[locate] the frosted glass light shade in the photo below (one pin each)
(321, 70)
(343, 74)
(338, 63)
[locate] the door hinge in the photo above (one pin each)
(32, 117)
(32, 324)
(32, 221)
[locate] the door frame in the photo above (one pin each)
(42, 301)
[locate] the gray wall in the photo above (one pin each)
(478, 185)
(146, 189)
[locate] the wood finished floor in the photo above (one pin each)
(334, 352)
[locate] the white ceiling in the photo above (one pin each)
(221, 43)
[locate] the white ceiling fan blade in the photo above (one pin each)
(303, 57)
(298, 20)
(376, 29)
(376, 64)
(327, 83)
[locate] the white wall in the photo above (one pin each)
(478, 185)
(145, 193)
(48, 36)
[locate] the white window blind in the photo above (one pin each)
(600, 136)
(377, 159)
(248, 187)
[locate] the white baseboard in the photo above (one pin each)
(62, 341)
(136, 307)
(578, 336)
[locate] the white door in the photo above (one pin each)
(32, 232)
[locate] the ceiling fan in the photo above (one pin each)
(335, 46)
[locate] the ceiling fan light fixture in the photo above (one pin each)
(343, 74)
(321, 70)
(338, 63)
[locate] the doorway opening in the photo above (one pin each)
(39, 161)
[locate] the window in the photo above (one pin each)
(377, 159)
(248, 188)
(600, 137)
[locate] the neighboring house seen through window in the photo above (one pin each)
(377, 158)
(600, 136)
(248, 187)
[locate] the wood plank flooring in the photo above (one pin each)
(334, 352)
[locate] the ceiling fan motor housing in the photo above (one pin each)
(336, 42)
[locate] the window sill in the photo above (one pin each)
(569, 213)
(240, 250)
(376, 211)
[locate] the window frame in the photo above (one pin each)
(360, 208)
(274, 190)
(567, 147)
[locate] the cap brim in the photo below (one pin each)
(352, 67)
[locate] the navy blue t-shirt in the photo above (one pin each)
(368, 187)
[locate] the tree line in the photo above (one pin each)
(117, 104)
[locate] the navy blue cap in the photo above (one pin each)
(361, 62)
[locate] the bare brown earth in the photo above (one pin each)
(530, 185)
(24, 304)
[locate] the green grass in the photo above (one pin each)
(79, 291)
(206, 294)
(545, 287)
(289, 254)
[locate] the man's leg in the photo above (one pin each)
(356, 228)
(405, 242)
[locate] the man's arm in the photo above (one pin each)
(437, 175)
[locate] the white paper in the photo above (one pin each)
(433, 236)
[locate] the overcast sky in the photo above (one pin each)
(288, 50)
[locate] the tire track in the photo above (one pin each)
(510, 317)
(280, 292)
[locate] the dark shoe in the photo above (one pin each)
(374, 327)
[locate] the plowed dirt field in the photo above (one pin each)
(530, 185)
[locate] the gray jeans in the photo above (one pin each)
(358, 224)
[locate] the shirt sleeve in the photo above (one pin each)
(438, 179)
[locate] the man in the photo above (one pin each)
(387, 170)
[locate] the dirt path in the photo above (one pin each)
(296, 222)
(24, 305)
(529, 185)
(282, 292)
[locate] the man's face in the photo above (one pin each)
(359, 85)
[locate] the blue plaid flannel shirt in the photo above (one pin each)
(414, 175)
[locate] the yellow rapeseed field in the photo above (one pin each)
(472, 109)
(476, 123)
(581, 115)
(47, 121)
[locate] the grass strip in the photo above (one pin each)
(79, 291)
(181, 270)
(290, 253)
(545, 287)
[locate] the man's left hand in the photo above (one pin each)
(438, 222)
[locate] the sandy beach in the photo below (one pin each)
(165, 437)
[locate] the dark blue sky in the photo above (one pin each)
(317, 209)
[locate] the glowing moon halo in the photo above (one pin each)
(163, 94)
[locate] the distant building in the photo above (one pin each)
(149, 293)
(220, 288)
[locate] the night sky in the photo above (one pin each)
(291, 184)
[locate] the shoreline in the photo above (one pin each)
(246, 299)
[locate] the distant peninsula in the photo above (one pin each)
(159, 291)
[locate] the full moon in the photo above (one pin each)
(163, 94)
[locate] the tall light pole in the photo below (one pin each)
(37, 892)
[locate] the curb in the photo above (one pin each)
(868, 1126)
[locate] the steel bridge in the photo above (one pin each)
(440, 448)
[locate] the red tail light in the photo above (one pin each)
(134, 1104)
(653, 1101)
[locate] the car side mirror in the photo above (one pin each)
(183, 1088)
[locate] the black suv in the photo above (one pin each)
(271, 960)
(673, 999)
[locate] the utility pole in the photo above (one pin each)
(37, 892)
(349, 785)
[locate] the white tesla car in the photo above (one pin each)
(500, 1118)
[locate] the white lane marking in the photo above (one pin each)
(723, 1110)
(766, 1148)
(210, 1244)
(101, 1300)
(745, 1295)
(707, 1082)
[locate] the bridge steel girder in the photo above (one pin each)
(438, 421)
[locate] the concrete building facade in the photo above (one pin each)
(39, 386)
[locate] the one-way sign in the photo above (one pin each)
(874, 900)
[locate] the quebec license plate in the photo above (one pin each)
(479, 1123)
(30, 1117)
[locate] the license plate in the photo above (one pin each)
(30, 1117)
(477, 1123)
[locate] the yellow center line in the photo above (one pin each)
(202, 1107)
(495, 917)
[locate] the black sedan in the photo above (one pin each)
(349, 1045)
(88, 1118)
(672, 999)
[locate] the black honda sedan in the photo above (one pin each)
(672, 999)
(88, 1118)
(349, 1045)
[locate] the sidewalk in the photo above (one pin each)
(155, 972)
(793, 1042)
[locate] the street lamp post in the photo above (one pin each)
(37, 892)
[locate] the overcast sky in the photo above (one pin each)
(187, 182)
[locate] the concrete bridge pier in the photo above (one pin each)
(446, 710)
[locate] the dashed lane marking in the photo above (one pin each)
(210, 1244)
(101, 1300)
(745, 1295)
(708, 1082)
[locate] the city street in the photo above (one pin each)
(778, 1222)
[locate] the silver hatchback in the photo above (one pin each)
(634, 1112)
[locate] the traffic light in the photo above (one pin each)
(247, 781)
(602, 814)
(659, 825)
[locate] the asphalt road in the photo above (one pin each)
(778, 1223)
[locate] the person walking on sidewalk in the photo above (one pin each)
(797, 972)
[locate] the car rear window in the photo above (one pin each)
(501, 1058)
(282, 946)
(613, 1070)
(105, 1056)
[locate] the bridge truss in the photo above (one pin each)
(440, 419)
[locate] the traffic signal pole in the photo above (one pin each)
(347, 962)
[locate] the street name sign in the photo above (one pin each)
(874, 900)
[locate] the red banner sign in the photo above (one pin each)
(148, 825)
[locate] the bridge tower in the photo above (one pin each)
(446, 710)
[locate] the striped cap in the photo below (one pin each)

The request:
Update every item above so that "locate" becomes "mark", and keep everything else the same.

Full answer:
[mark] the frosted glass light shade in the photo below (one pin each)
(321, 70)
(343, 74)
(338, 63)
[mark] the door hinge in the photo above (one pin each)
(32, 117)
(32, 324)
(32, 221)
[mark] the door frame in the photo above (one pin each)
(42, 301)
[mark] the gray wall in the photo above (one pin each)
(478, 185)
(146, 189)
[mark] the wood finished floor in the photo above (one pin each)
(334, 352)
[mark] the white ceiling in the photo above (one pin each)
(221, 43)
[mark] the white ceiling fan blade in the photo above (one pin each)
(303, 57)
(298, 20)
(376, 29)
(376, 64)
(327, 83)
[mark] the white wall in the photo above (one pin each)
(478, 185)
(145, 193)
(48, 36)
[mark] the white window blind in the photo above (one pin each)
(600, 136)
(377, 159)
(248, 187)
[mark] the white baseboard in the photo above (one pin each)
(62, 341)
(136, 307)
(578, 336)
[mark] the white door in the photo above (one pin each)
(32, 232)
[mark] the ceiling fan in the photo above (one pin each)
(335, 46)
[mark] the ceiling fan light fixture in the photo above (one pin each)
(343, 74)
(321, 70)
(338, 63)
[mark] the doorway opening in the photo above (one pin each)
(39, 161)
[mark] the window in the photo above (one pin each)
(377, 159)
(248, 188)
(600, 137)
[mark] the neighboring house seen through window in the photo above (one pin each)
(377, 158)
(600, 136)
(248, 187)
[mark] the wood plank flooring in the photo above (one pin each)
(334, 352)
[mark] the ceiling fan motor housing in the photo above (one pin each)
(336, 42)
[mark] the window sill in the photo above (one pin each)
(569, 213)
(240, 250)
(376, 211)
[mark] the window frame in the photo above (one pin each)
(360, 208)
(274, 190)
(567, 147)
[mark] the cap brim in the photo below (one pin each)
(352, 67)
[mark] the navy blue t-shirt in the photo above (one pin each)
(368, 187)
[mark] the tree line in the photo above (one pin each)
(117, 104)
[mark] the navy blue cap in the photo above (one pin each)
(361, 62)
[mark] the bare brown earth in the photo above (one pin each)
(530, 185)
(24, 304)
[mark] the green grass in the photo above (one pin each)
(79, 291)
(206, 294)
(545, 287)
(289, 254)
[mark] the man's leg in the photo above (one pin each)
(356, 228)
(405, 242)
[mark] the man's arm in the photo above (one pin each)
(437, 175)
[mark] the white paper in the photo above (one pin each)
(433, 236)
[mark] the overcast sky in the photo above (one pin each)
(288, 50)
[mark] the tire track in the photo above (one pin each)
(510, 317)
(280, 292)
[mark] the dark shoe in the photo above (one pin each)
(374, 327)
[mark] the plowed dirt field in the photo above (one pin each)
(530, 185)
[mark] the gray jeans in the photo above (one pin each)
(358, 224)
[mark] the shirt sleeve in the photo above (one pin each)
(438, 179)
[mark] the man in the photo above (one pin each)
(387, 170)
[mark] the dirt path in the photo above (one pin each)
(296, 222)
(24, 305)
(529, 185)
(282, 292)
[mark] the man's face in the photo above (one pin each)
(359, 85)
[mark] the blue plaid flannel shirt in the photo above (one pin each)
(414, 175)
[mark] the yellow rapeseed field in the photo above (one pin each)
(472, 109)
(476, 123)
(581, 115)
(47, 121)
[mark] the grass strip in the photo above (one pin each)
(79, 291)
(181, 270)
(290, 253)
(545, 287)
[mark] the man's left hand in the photo above (one pin each)
(438, 222)
[mark] the sandy beach in the photo below (one pin each)
(165, 437)
[mark] the dark blue sky in the photo above (one pin each)
(317, 209)
[mark] the glowing moon halo in the photo above (one pin each)
(163, 94)
[mark] the distant building in the photo above (one pin each)
(149, 293)
(220, 288)
[mark] the night sky in the photo above (one pin each)
(291, 184)
[mark] the shoreline in the photo above (one pin each)
(246, 299)
[mark] the distant peninsula in the photo above (one pin each)
(159, 291)
[mark] the full moon in the photo above (one pin each)
(163, 94)
[mark] the tall light pole in the photo below (one pin each)
(37, 892)
[mark] the curb in the photo above (one pin each)
(868, 1126)
[mark] the steel bridge in the photo above (one pin each)
(440, 448)
[mark] the red tail light in the photo above (one pin each)
(134, 1104)
(653, 1101)
[mark] the car side mirror in the photo above (one pin each)
(183, 1088)
[mark] the black suv in the photo above (one pin each)
(271, 960)
(673, 999)
[mark] the utility pole in the photo above (one pin each)
(37, 892)
(349, 785)
[mark] the white tesla car in the photo above (one pin each)
(500, 1118)
[mark] the white lane marking in the photo above (one pin each)
(723, 1110)
(766, 1148)
(210, 1244)
(101, 1300)
(745, 1295)
(707, 1082)
[mark] the bridge steel girder in the photo above (one pin each)
(438, 421)
[mark] the concrete building facade in the photo above (one pin each)
(39, 386)
[mark] the one-way sign in the photo above (one pin each)
(874, 900)
[mark] the quebec license plate in the photo above (one pin each)
(479, 1123)
(30, 1117)
[mark] the license plate in the photo above (one pin each)
(30, 1117)
(477, 1123)
[mark] the yellow center line in the photo above (one pin each)
(202, 1107)
(495, 917)
[mark] the black sedan in the photo above (one pin each)
(349, 1045)
(88, 1118)
(672, 999)
[mark] the black honda sedan in the photo above (one pin each)
(672, 999)
(88, 1118)
(349, 1045)
[mark] the sidewalk in the photo above (one pin each)
(155, 972)
(793, 1042)
[mark] the street lamp post in the photo above (one pin each)
(37, 892)
[mark] the overcast sky in the photo above (one pin each)
(187, 182)
[mark] the concrete bridge pier in the photo above (one pin each)
(446, 710)
[mark] the dashed lane marking in the photo above (one pin each)
(210, 1244)
(101, 1300)
(745, 1295)
(708, 1082)
[mark] the city street in the photo above (one pin each)
(778, 1222)
[mark] the silver hatchback in the photo above (one pin each)
(634, 1112)
[mark] the traffic light in the photo above (one pin each)
(247, 781)
(602, 814)
(659, 825)
[mark] the asphalt road in the photo above (one pin each)
(778, 1223)
[mark] the person walking on sidewalk in the photo above (one pin each)
(797, 972)
[mark] the car rear window in the photo above (one pin each)
(501, 1058)
(282, 946)
(613, 1070)
(105, 1056)
[mark] the bridge truss in the photo above (one pin each)
(440, 419)
[mark] the traffic signal pole in the photo above (one pin each)
(347, 962)
[mark] the street name sign in the photo above (one pin each)
(874, 900)
[mark] the red banner sign in the photo above (one pin each)
(148, 825)
[mark] the bridge tower in the photo above (one pin each)
(446, 710)
[mark] the striped cap in the photo below (one pin each)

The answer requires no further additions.